## Document excerpt
************

[ 
https://issues.apache.org/jira/browse/HBASE-18471?page=com.atlassian.jira.plugin.system.issuetabpanels:comment-tabpanel&focusedCommentId=16129211#comment-16129211
 ] 

ramkrishna.s.vasudevan commented on HBASE-18471:
------------------------------------------------

My doubt is correct.
Say assume we have qual1 and qual0.
We first do a put for qual1 and then we add a deleteFamily.
Say in the same test case after DeleteFamily is added, if we do puts for qual0 
(instead of empty qual as done now) every thing works fine. I think the simple 
reason is because just after adding 
Put (qual1), Delete family, put(qual0, val0), put(qual0, val1) - the 
Deletefamily always sorts out first becuase it knows that qual0 is lesser than 
qual1 and so while scanning DeleteFamily always peeks out as the first Cell 
when we do StoreScanner#next().
But when an empty qualifier is added the sorting takes a different pattern.
Ideally a cell with qualifier qual0 and a cell without qualifier the cell 
without qualifier should sort first and then the cell with qualifier.
I think in CellComparator#compareColums if we can handle this then we are able 
to solve this issue?

************

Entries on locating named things

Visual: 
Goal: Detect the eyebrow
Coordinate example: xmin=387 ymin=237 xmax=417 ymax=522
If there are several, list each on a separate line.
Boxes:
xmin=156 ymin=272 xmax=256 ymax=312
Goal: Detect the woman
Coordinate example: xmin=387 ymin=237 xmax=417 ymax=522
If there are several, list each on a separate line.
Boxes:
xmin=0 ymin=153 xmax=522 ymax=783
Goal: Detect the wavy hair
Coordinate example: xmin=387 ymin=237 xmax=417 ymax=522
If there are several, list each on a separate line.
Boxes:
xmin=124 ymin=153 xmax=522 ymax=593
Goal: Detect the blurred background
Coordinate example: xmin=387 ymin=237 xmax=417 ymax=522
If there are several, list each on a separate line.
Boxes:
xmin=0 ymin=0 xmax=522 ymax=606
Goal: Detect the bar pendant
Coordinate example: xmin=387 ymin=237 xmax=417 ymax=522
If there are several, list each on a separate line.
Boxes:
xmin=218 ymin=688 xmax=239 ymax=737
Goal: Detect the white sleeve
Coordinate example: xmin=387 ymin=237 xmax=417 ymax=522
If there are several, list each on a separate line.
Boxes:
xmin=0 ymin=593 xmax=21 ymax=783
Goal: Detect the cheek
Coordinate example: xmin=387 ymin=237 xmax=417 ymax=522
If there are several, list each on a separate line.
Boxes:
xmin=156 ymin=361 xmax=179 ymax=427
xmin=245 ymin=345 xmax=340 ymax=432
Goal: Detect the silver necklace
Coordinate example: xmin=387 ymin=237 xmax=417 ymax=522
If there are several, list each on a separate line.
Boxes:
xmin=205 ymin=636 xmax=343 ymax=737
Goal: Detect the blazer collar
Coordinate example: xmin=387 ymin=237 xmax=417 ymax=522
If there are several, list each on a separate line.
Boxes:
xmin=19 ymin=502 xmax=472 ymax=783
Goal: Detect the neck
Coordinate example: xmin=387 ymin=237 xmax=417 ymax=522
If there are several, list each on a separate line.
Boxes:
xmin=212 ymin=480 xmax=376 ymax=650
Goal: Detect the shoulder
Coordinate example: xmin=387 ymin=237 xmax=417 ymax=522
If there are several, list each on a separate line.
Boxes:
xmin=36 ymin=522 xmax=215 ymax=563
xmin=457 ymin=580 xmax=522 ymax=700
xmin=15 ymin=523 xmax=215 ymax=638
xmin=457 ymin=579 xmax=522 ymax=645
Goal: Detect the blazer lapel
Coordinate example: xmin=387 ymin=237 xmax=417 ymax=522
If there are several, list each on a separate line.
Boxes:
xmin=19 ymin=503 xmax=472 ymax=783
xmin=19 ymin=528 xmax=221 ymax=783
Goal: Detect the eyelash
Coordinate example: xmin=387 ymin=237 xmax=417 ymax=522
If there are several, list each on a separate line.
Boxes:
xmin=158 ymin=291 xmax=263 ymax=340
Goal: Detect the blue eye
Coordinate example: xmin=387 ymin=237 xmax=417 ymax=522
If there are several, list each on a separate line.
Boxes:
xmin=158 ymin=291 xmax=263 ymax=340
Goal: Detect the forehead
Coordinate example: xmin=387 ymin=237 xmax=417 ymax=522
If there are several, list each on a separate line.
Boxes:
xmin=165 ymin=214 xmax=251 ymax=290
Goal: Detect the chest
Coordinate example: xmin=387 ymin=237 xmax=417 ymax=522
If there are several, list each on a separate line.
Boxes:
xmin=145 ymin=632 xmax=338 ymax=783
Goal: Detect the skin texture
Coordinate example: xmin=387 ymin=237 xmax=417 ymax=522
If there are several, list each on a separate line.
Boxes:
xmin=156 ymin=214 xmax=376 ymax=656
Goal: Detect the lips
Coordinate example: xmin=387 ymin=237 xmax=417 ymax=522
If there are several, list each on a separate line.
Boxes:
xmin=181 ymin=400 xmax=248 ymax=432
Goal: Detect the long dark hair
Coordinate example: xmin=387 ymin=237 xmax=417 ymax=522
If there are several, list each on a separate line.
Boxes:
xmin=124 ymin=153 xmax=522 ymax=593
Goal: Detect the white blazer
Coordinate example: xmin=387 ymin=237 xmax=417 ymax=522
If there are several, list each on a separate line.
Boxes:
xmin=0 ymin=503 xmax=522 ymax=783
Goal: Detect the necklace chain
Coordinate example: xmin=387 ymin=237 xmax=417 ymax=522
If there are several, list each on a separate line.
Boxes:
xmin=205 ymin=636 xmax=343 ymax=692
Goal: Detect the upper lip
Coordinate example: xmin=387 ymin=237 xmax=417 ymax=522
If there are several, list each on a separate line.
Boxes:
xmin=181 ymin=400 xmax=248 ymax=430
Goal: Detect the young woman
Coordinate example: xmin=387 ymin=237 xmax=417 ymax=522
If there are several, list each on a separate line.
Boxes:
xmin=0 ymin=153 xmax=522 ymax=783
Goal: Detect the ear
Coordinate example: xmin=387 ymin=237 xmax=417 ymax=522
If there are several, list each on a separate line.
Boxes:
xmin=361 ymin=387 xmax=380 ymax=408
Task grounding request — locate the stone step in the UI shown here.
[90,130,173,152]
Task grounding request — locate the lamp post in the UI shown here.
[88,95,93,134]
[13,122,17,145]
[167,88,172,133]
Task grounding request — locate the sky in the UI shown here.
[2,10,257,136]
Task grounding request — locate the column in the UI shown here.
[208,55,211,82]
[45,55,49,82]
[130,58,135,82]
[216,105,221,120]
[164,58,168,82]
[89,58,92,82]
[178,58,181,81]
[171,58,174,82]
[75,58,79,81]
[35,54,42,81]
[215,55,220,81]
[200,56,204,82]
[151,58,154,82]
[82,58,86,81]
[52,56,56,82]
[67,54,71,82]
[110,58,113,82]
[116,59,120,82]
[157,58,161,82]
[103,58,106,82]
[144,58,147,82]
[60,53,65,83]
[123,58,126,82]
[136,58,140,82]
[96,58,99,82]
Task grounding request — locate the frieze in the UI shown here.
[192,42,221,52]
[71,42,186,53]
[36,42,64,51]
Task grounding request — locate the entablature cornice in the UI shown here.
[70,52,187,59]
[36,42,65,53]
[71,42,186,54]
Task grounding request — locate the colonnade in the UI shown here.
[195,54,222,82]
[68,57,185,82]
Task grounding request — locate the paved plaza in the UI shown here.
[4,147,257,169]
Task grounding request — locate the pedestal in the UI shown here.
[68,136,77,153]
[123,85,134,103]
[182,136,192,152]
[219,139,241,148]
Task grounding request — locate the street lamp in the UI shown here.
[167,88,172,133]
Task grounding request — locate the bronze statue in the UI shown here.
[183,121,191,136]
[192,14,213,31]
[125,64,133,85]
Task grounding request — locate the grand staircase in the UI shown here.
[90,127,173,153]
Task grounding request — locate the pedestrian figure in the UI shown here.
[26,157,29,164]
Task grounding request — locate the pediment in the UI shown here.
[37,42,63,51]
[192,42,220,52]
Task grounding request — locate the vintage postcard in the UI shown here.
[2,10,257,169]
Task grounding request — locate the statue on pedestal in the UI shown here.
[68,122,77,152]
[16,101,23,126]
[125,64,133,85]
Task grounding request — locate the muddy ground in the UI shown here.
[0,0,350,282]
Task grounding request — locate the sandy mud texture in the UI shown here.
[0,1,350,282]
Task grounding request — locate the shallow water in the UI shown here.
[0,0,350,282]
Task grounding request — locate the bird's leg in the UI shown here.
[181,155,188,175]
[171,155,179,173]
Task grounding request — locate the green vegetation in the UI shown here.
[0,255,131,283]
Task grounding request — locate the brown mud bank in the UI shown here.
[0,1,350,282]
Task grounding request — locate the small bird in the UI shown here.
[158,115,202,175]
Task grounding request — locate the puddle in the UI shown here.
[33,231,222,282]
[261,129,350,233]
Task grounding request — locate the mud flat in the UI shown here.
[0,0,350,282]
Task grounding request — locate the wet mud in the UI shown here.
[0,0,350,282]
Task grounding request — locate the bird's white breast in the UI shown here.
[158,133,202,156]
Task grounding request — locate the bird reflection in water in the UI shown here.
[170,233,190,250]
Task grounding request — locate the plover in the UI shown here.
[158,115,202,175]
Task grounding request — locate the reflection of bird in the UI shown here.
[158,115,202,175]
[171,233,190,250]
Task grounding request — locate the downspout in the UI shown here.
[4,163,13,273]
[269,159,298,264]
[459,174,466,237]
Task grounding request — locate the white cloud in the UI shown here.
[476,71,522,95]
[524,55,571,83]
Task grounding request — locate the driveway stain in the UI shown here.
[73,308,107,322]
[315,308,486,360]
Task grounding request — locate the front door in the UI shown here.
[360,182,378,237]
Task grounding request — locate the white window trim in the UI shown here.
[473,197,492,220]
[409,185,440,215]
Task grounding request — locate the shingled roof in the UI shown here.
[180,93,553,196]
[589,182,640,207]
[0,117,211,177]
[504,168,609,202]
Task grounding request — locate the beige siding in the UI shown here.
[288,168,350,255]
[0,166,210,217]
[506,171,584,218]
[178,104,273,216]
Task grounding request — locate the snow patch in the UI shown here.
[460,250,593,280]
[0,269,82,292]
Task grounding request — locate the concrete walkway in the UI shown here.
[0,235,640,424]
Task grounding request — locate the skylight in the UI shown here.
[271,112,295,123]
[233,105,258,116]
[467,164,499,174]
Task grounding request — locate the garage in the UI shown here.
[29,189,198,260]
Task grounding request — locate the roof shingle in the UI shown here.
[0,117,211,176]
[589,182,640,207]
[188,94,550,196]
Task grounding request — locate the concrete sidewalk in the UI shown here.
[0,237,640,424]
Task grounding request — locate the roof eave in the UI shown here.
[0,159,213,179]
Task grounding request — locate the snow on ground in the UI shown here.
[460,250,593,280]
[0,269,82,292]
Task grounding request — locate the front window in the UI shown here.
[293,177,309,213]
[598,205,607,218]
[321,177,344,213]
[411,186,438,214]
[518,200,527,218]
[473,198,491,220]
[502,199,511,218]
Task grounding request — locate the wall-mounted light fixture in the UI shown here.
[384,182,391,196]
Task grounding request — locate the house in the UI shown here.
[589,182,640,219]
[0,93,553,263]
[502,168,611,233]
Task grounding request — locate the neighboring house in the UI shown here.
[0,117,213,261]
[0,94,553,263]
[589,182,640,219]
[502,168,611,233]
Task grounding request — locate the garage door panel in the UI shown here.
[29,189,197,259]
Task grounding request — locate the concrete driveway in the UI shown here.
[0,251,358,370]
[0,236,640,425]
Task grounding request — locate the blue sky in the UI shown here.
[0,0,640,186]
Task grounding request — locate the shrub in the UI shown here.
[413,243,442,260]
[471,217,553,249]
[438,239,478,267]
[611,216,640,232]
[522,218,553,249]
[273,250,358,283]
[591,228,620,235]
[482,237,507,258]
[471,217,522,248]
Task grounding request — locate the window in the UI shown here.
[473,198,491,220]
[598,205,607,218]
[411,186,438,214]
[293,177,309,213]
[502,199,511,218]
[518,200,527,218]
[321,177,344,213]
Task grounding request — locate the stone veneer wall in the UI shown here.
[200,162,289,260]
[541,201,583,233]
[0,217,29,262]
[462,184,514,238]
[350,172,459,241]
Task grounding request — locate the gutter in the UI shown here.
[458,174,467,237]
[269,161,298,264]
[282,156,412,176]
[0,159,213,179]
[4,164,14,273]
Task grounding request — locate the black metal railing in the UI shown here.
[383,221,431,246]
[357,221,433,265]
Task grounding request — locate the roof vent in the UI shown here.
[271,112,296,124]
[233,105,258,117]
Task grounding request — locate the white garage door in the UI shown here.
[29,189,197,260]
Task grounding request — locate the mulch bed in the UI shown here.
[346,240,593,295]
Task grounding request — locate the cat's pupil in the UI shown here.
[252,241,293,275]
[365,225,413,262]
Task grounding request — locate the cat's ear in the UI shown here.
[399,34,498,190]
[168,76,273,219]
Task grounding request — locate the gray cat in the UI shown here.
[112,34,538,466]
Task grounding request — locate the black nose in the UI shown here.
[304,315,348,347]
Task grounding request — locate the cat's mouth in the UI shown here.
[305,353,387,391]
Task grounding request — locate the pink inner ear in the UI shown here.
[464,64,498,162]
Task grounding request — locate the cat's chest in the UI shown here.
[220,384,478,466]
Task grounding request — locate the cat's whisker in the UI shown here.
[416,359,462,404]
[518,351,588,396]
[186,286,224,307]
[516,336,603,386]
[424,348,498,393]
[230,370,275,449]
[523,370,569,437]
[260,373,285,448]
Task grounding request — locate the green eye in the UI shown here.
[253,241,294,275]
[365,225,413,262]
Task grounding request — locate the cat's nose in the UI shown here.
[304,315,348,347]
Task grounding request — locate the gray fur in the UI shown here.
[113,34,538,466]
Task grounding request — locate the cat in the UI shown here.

************

## The task
In the HBASE-18471 comment, in which method does the commenter suggest handling the issue?

## Answer to this problem
CellComparator#compareColums